Records supplied
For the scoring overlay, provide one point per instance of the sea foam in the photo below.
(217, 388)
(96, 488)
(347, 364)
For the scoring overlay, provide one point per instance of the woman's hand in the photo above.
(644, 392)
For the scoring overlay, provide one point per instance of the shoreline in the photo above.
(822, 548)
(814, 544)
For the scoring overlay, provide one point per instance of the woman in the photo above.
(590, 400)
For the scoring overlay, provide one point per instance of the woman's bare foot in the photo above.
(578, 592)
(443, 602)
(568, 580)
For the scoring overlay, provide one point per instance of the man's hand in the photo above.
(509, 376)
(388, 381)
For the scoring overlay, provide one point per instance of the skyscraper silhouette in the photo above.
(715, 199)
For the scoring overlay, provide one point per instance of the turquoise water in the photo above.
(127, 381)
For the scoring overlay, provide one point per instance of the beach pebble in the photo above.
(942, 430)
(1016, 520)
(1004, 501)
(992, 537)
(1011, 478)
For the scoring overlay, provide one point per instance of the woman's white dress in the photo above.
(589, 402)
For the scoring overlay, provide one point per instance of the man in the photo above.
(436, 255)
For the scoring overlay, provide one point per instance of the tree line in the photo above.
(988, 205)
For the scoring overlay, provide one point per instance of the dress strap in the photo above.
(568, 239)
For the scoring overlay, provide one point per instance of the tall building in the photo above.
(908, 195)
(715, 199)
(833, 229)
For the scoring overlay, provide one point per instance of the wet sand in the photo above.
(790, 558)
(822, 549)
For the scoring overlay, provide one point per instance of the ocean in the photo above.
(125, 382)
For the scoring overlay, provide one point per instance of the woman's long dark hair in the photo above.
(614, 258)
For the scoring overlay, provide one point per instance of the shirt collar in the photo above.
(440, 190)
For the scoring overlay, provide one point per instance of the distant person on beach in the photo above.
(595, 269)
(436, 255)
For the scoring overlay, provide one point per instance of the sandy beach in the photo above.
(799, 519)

Work required
Copy out the material word for word, everything from the line containing "building in the photo above." down to the end of the material.

Response to the task
For the scoring overlay, provide one point per instance of the tall building in the photo above.
(908, 195)
(715, 199)
(833, 229)
For the scoring overlay, provide one point per instance of the wet sand in the photo above.
(790, 558)
(822, 549)
For the scoring overlay, provide one point per instance of the ocean in the photo above.
(125, 382)
For the scoring overlay, provide one point per instance of the woman's long dark hair in the photo above.
(614, 258)
For the scoring overlay, provide one point per instance of the shirt collar in the photo above.
(440, 190)
For the scoring overlay, provide one point per instance of the distant person on beach in the photo above.
(595, 269)
(436, 255)
For the scoring overlay, provide one point per instance of the sandy beach in the photo above.
(799, 519)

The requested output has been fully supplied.